> [Task description] Please write every entry out again, exactly as it reads below.

> [Provided material]
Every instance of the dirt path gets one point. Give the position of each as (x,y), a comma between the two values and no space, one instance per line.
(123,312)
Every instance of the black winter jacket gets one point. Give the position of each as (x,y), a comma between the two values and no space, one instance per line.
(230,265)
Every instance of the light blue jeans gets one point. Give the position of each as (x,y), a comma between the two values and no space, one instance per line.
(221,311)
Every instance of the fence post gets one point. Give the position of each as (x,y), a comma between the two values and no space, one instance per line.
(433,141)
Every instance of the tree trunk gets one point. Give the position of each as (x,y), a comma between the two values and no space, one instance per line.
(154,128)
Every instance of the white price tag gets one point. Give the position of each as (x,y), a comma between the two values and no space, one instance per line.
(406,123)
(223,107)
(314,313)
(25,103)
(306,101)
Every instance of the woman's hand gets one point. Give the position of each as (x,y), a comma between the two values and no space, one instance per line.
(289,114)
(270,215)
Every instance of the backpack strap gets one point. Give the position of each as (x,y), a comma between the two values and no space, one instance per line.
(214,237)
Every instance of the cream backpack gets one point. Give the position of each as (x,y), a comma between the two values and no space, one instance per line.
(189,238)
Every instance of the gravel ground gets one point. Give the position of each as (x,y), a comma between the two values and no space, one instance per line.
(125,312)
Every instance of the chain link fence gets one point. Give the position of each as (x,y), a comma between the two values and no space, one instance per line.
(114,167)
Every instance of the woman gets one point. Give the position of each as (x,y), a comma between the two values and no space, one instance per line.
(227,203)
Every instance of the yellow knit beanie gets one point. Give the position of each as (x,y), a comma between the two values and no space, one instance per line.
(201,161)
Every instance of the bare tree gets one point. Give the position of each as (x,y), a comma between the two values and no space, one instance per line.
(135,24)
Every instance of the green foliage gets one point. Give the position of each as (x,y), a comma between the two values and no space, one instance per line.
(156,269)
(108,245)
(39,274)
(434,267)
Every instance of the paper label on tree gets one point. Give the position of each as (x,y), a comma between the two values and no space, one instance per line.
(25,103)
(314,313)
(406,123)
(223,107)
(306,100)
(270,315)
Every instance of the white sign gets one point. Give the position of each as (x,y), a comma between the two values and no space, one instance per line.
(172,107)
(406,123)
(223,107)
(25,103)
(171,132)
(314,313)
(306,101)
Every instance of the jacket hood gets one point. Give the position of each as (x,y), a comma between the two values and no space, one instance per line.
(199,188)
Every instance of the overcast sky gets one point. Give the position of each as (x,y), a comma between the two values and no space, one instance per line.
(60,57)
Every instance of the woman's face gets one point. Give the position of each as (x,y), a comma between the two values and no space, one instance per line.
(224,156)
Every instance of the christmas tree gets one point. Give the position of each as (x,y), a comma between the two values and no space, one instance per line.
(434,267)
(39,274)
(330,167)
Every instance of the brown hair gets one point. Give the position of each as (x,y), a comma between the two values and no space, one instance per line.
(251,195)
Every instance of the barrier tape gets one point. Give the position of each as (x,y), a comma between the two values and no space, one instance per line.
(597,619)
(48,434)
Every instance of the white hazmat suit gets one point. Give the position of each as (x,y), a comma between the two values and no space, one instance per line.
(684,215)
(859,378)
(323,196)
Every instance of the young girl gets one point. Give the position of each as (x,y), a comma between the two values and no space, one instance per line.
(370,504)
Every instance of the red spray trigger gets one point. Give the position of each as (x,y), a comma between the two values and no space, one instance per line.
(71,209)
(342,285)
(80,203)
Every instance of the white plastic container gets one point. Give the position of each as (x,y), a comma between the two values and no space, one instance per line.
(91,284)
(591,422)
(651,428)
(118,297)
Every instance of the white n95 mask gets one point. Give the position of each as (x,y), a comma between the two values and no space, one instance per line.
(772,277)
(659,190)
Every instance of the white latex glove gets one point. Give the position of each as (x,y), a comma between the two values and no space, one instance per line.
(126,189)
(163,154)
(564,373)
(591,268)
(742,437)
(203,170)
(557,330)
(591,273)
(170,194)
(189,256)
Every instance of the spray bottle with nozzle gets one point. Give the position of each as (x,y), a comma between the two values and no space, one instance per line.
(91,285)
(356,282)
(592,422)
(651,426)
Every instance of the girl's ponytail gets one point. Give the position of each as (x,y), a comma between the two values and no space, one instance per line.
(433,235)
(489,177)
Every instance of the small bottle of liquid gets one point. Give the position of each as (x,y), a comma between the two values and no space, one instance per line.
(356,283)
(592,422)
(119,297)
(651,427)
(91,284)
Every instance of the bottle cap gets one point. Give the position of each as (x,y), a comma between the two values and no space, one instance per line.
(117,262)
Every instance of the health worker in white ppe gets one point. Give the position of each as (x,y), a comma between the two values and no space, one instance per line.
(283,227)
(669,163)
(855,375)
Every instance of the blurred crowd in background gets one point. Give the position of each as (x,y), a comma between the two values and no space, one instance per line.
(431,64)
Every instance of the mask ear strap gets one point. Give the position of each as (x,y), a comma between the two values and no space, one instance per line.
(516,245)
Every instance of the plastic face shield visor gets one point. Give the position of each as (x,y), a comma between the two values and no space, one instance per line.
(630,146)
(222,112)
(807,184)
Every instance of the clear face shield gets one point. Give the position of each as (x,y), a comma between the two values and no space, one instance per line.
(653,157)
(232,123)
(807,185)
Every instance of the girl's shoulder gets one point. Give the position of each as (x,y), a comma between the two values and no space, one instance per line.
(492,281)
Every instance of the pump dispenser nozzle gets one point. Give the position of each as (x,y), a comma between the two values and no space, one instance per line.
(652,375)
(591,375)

> [Exercise result]
Every instance of the dirt path gets one point. Give the position of each as (x,y), a comma between the two values and no space, one instance per line.
(123,312)
Every instance of the black winter jacket gets one point. Give the position of each as (x,y), a comma between the two values and no space, one instance per line.
(230,265)
Every instance of the light blue jeans gets one point. Give the position of each as (x,y), a comma between the two values and no space, one instance per line.
(221,311)
Every instance of the fence post gets one point. Give the position of each as (x,y), a comma between the two values and no space, one instance per line.
(433,141)
Every instance of the tree trunk gets one point. Give the position of each as (x,y), a comma between the two values and no space, one instance per line.
(154,128)
Every instance of the white price tag gets one point. Give the position of each as (x,y), a comma between the two values and no space, one instance per line.
(406,123)
(223,107)
(314,313)
(25,103)
(306,101)
Every instance of the woman's hand gets one point. Give the position of each as (x,y), a comma between the two values and no space, one instance per line.
(289,114)
(270,215)
Every instance of the backpack strap gets one point. Give the position of each as (x,y), a comma between the two values and no space, one instance per line.
(214,237)
Every instance of the cream backpack gets one point. Give the position of each as (x,y), a comma between the two values and no space, one instance per line.
(189,238)
Every instance of the gravel ground gets one point. Give the position of each as (x,y), a comma between the two values and no space, one instance per line.
(125,312)
Every instance of the chain link fence gets one point. Give the position of each as (x,y), a comma between the two values and no space, one instance per line.
(114,167)
Every instance of the woman gets one point. Give the position of each as (x,y), a comma between the two values and no space, one instance per line.
(227,203)
Every instance of the yellow knit beanie gets one point. Give the position of each as (x,y), a comma between the two values and no space, one instance per line.
(201,161)
Every instance of the bare tree gets one point. Give the position of each as (x,y), a comma between the two values and no space, one instance per line.
(135,24)
Every instance of the green foliage gets one point. Give the position of each as (x,y), a comma between the two values and no space, one instance per line.
(156,269)
(108,245)
(39,274)
(434,267)
Every instance of the paper label on tree gets one point. Give the position of each as (x,y), a comma between the two values and no space, one instance per line.
(25,103)
(314,313)
(406,123)
(223,107)
(306,100)
(270,315)
Every instance of the white sign gets one point. Give the position of each as (x,y), a comma between the two values and no space, one instance per line.
(172,107)
(406,123)
(223,107)
(25,103)
(171,132)
(314,313)
(306,101)
Every instance of the jacket hood gets one point. Give the position of each as (x,y), a comma between the two values and no space, one instance per line.
(199,188)
Every instance of the overcast sky gets one point. Give the position of each as (x,y), a comma between the two values and no space, one instance per line.
(60,57)
Every instance of the woman's face gets one point. Give the position of each as (x,y), a comma between the two values and no space, one instance per line.
(224,156)
Every instance of the christmas tree gets one point. Give the position of each as (x,y), a comma between the two values and no space, one instance per line.
(434,267)
(39,274)
(330,167)
Every instance of the brown hair gets one point. Give the position of each as (x,y), a comma between the two values and no space, one instance per line.
(251,195)
Every instance of the barrier tape gets one point. Give the position of each as (x,y), a comma between the two values and no space, one instance per line.
(597,619)
(48,434)
Every instance of the white hazmat suit gets one point. Give the position of each as (x,y), a comma between the two values and no space, one instance per line.
(684,215)
(859,378)
(323,196)
Every instance of the young girl gets one point. Give the position of each as (x,y), a comma between the two values and no space, one instance per line.
(370,504)
Every instance of the red spray trigger gets one point. Give the position of each as (x,y), a comma between the two values and no space, one instance per line.
(71,209)
(342,285)
(80,203)
Every instance of the white plastic container gets one point. Give the position of each as (x,y), a comma between the two values and no space, one instance per line.
(91,284)
(591,422)
(651,428)
(118,297)
Every instance of the white n95 mask gets one point. Give the position of each as (x,y), a comma between the two values and no space, one instance per line.
(772,277)
(659,190)
Every instance of the white latex glove gets one point. Give the position of each as (x,y), a comma between the two values and no space, one instance per line.
(126,189)
(163,154)
(564,373)
(591,268)
(742,437)
(203,170)
(557,330)
(591,273)
(170,194)
(189,256)
Every instance of the spray bottle with nozzle gets one point. Give the position of each as (x,y), a comma between the two values and no space, one instance per line.
(91,285)
(356,282)
(592,422)
(651,426)
Every instance of the girl's ponytail gets one point. Give the position of each as (x,y), a comma between the two values and no space, one instance per line.
(433,235)
(489,177)
Every instance of the small bottle of liquid gets one point. Give the position of each as (x,y), a comma between the two values and no space, one instance per line.
(356,283)
(592,422)
(119,297)
(651,427)
(91,284)
Every instance of the bottle cap gets one point. Give the position of each as (x,y), a comma between the two values and no space, one instance per line.
(117,262)
Every instance of the health worker in white ppe gets one point. Give the position of each as (x,y), a comma between the two values and no space, one instance per line.
(283,227)
(669,163)
(855,375)
Every instance of the blurred crowd in background gets one point. Give the position of each as (x,y), a comma between the two values and no space, one instance per line.
(431,64)
Every instance of the mask ear strap gets one point. Give the position of each as (x,y), a comma between the two values and no space, one instance per line.
(516,245)
Every instance of the plastic face shield visor gets one point. Give the position of each as (x,y), a comma between the two values and no space, one instance per line.
(630,146)
(222,112)
(807,184)
Every instance of the clear face shield gets one point. Give the position of each as (x,y), a comma between the two values and no space, one instance per line.
(653,157)
(232,123)
(807,185)
Every instance of the girl's shoulder gets one point. Give the position of each as (x,y), a comma between the two values and no space, one instance per line.
(492,281)
Every instance of the pump dispenser nozzle gets one point. Give the position of each as (x,y), a comma between the two values and no space, one instance per line.
(652,375)
(591,375)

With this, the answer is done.